* [Problem description]: Report how many lines in the rows below contain the word "point". Give only the number.

* [Data rows]:
◆ ◆ ◆

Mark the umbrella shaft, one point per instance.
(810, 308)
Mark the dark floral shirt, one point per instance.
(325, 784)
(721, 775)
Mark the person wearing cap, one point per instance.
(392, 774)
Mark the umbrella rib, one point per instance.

◆ ◆ ◆

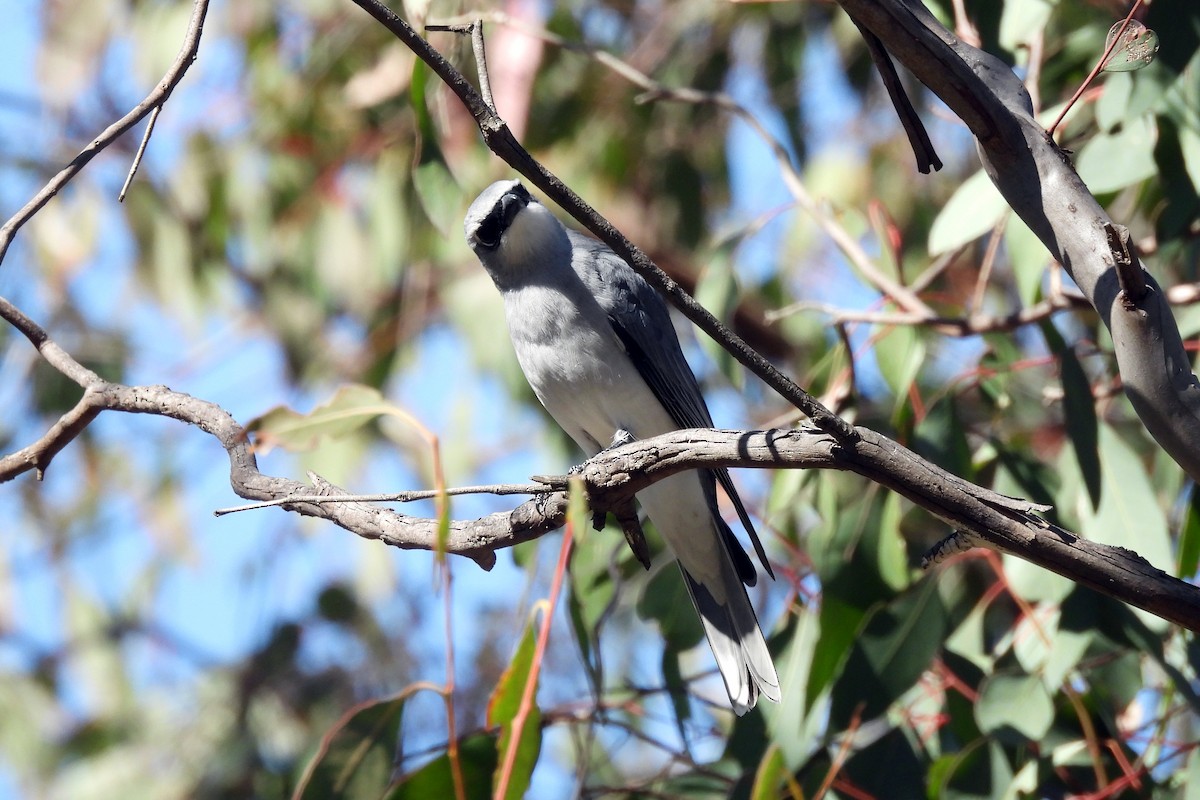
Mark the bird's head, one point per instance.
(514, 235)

◆ ◆ ◆

* [The completed task]: 5